→ **PROBLEM SET**
a - According to the passage on demolition safety, what does demolition planning include? List each item.
b - Extend the passage on demolition safety, picking up after its final sentence.

→ **SOURCE TEXT**
☆ ☆ ☆ ☆ ☆ ☆ ☆

Every day, Laborers across the United States and Canada perform a variety of tasks, including demolition work. Like any field in construction, demolition presents its own unique hazards that require careful planning and preparation. If these steps aren’t followed, tragedy can easily result.
On June 20, 2014, a construction worker in New Jersey was trapped and killed when the last standing wall of a building under demolition collapsed on top of him. Six months earlier, a construction worker in Chicago was struck and killed by pieces of falling concrete while conducting renovations on a shopping mall. These tragedies followed the 2013 collapse of a four-story building in Philadelphia that killed six people and injured 14 more.
Demolition has a reputation for being “construction in reverse, with additional hazards.” Many of the hazards associated with demolition can be avoided through appropriate planning, sequencing and coordination of tasks. This planning includes the methods used to bring down the structure, the equipment necessary, required personal protective equipment (PPE) and appropriate worker training. One of the most critical steps in demolition planning is carrying out an engineering survey of the structure. OSHA’s demolition standard requires this survey be conducted in writing by a competent person. This violation is at the top of OSHA’s list of citations for demolition sites.

☆ ☆ ☆ ☆ ☆ ☆ ☆

→ **Records from a collection**
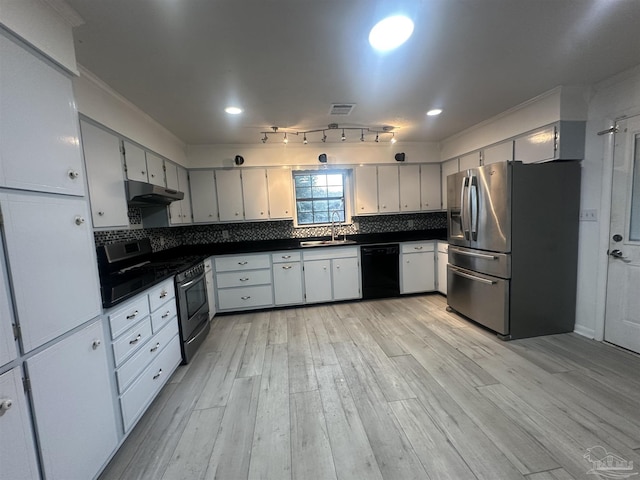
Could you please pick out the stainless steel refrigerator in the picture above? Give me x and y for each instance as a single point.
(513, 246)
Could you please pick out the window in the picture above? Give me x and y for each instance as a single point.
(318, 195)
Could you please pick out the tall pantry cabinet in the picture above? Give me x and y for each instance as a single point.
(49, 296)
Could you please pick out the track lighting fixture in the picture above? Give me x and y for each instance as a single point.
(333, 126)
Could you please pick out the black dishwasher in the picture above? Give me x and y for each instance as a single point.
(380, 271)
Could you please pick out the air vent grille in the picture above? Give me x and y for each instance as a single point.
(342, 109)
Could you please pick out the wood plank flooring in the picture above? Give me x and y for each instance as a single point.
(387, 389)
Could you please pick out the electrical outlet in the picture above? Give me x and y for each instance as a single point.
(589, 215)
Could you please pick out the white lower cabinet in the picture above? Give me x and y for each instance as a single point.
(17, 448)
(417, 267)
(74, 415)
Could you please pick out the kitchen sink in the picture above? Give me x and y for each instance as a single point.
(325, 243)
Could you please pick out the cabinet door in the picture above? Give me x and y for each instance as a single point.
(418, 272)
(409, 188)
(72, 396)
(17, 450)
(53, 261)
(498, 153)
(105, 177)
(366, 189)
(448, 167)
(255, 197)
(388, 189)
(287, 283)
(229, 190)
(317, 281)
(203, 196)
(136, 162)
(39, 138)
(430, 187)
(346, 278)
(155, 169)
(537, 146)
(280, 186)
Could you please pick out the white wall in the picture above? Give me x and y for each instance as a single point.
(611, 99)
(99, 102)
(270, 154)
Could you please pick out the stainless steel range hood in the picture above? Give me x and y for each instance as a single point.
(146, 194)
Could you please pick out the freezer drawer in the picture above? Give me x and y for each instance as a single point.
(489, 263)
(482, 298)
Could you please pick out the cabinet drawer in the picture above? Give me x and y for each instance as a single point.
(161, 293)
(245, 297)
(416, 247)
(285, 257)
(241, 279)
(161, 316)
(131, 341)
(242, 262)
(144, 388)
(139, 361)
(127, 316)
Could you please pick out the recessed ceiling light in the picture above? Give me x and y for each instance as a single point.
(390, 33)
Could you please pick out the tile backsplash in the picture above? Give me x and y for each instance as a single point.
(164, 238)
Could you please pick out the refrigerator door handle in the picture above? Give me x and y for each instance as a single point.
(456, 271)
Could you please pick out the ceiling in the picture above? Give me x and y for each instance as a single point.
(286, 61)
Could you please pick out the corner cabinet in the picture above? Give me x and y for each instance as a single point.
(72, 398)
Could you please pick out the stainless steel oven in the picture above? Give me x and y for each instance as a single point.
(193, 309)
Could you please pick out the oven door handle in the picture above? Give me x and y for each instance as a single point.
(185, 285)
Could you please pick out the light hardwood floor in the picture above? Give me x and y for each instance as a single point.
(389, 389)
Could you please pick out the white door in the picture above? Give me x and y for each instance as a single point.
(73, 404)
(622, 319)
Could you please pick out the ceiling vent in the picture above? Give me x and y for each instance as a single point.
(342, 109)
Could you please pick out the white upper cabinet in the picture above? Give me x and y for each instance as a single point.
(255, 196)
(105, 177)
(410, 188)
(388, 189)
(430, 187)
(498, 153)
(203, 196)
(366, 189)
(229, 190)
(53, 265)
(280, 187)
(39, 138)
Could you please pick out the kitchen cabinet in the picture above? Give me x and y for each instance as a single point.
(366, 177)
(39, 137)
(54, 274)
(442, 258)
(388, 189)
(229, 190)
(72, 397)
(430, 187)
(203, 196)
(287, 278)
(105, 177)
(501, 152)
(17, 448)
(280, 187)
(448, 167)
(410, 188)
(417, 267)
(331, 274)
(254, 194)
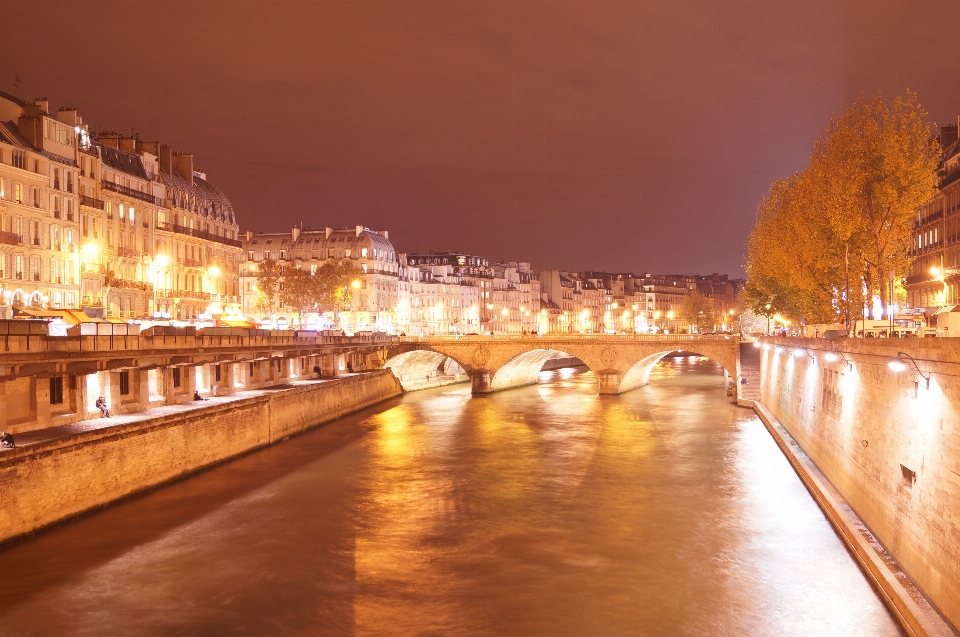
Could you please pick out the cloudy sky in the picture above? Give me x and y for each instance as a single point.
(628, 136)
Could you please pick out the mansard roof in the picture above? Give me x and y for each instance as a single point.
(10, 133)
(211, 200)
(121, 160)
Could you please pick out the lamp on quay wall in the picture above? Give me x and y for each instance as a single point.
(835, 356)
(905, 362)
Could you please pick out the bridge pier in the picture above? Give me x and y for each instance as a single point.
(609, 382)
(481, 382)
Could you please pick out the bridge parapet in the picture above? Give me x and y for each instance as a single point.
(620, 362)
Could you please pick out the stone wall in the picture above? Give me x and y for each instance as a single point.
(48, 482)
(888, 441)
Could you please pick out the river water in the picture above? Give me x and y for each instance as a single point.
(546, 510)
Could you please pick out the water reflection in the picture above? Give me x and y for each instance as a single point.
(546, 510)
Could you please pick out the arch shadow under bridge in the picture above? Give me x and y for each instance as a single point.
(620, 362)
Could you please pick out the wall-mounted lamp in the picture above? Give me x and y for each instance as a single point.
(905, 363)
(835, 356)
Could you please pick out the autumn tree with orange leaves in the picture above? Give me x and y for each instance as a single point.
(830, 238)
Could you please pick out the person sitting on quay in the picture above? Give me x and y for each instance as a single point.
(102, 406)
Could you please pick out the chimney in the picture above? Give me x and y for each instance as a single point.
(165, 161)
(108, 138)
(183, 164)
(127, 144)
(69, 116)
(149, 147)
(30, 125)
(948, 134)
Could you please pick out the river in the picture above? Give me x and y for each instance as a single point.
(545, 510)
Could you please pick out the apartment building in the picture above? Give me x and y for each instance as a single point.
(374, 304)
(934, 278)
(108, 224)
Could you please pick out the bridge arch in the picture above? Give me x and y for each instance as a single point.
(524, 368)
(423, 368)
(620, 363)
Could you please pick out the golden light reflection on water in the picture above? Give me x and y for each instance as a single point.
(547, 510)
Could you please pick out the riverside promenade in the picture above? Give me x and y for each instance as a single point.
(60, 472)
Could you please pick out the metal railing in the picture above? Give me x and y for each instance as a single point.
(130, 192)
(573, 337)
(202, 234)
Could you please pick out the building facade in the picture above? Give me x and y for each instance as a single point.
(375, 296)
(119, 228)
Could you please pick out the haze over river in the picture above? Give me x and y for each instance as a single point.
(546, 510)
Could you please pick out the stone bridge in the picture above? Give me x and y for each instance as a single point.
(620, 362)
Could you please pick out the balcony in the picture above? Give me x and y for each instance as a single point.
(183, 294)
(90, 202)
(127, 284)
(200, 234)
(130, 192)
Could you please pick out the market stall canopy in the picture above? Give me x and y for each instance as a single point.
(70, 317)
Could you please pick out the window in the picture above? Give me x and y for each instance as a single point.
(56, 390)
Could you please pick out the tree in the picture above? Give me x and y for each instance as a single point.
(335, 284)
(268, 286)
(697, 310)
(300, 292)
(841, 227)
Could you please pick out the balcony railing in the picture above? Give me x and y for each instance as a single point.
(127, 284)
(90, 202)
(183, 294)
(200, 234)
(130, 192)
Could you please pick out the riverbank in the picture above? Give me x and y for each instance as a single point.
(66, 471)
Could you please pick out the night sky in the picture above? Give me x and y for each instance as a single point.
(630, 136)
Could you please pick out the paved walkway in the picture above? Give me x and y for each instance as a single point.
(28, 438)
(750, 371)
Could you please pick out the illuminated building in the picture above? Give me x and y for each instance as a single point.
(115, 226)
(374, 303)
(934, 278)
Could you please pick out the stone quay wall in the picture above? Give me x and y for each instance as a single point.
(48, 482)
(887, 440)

☆ ☆ ☆ ☆ ☆ ☆ ☆

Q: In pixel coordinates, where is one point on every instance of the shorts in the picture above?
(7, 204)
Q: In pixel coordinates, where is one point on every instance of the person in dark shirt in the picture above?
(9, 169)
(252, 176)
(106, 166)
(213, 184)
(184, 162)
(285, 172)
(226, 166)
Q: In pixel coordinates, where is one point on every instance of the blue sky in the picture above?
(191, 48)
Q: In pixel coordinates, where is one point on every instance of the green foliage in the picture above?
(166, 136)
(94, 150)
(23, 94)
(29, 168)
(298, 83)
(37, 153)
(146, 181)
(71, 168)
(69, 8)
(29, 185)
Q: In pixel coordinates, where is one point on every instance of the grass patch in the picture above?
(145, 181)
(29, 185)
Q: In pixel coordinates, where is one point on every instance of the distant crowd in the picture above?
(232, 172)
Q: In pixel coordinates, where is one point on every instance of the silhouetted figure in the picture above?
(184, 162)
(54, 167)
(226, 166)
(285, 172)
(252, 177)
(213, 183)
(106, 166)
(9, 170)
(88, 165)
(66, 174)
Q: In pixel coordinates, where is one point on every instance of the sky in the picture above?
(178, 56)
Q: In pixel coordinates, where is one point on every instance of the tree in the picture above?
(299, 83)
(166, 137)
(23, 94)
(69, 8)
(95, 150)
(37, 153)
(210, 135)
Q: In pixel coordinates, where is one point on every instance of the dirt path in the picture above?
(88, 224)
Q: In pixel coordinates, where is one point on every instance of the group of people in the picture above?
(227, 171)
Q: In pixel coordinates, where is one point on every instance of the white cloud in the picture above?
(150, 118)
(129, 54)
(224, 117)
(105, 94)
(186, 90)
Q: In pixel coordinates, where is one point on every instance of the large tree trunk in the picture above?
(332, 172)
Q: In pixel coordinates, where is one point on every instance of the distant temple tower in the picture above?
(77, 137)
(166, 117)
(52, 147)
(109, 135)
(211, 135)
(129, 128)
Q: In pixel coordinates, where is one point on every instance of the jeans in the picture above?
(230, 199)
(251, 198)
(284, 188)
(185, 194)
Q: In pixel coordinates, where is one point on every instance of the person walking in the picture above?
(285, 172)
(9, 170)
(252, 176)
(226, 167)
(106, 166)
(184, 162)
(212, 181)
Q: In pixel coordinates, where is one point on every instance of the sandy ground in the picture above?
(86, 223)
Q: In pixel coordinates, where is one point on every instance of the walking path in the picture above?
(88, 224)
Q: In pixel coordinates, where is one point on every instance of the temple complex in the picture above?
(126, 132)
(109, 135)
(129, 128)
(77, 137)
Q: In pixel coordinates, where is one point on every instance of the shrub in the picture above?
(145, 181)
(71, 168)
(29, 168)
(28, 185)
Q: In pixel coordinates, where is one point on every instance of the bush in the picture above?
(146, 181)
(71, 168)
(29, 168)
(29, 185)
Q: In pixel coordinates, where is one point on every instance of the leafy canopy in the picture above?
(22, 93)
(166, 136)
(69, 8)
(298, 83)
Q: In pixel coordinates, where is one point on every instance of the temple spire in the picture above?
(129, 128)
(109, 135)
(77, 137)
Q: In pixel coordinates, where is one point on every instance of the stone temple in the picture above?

☆ ☆ ☆ ☆ ☆ ☆ ☆

→ **TASK-BY-TASK RESULTS**
a -
- The methods used to bring down the structure
- The equipment necessary
- Required personal protective equipment (PPE)
- Appropriate worker training

b -
OSHA’s Top 5 Demolition Site Violations
1. Lack of a written engineering survey
2. Inadequate fall protection
3. Improper shoring or bracing of walls
4. Insufficient inspections of stairways & ladders
5. Testing & removal of hazardous materials
Demolition sites pose physical as well as health hazards to workers. But with proper planning, these and other common hazards can be avoided or controlled.
Changes to a structure’s original design, as well as the unknown strength or weakness of certain construction materials (e.g., post-tensioned concrete), can lead to the collapse of walls or floors during demolition. An engineering survey will determine areas where premature collapses may occur. These areas should then be shored or braced prior to demolition to ensure a safe work environment. Any areas that have been previously damaged via fire, flood or other causes should also be shored or braced. Beginning at the top of the structure and demolishing exterior walls and floors while proceeding downwards also reduces the chances of a collapse.
Falls are another major physical hazard often present on demolition sites. Wall openings should be protected by guardrails to a height of approximately 42 inches, and floor openings should be marked and covered with a material able to withstand the loads that will be imposed. Fall protection is often necessary (e.g., for workers in aerial lifts). In addition, stairs and ladders should be properly installed, inspected and have proper illumination.
Demolition work is often performed on old structures that are more likely to include hazardous materials such as asbestos, lead or heavy metals requiring special material handling. If these materials are present (testing may be required for confirmation), their removal should be factored into the work scheduling and performed before demolition work begins. Other hazardous materials such as chemicals, gases, explosives or flammable materials should also be removed prior to the beginning of demolition work.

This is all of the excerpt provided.